- [Activity] An identical copy of every entry below is the required output.

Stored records
=== Section Start ===

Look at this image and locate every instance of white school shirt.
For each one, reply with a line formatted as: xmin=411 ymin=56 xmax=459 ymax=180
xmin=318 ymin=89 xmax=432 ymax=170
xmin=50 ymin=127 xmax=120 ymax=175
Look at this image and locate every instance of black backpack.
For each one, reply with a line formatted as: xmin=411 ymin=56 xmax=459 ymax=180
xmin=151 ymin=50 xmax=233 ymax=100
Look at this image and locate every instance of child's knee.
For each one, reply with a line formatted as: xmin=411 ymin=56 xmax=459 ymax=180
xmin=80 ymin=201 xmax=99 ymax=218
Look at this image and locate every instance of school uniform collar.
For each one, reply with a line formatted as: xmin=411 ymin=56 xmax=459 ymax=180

=== Section End ===

- [Result for this task]
Look at this image and locate every instance of white school shirt.
For each one, reply with a line formatted as: xmin=411 ymin=56 xmax=459 ymax=180
xmin=318 ymin=89 xmax=432 ymax=170
xmin=50 ymin=127 xmax=120 ymax=175
Look at this image and locate every instance of black backpack.
For each one, reply with a line formatted as: xmin=411 ymin=56 xmax=459 ymax=180
xmin=151 ymin=50 xmax=233 ymax=100
Look at this image and locate every instance of child's knee.
For each one, reply with a line formatted as: xmin=411 ymin=56 xmax=459 ymax=180
xmin=80 ymin=201 xmax=99 ymax=218
Look at this image and locate every instance of school uniform collar.
For each one, reply with a line formatted as: xmin=411 ymin=56 xmax=459 ymax=180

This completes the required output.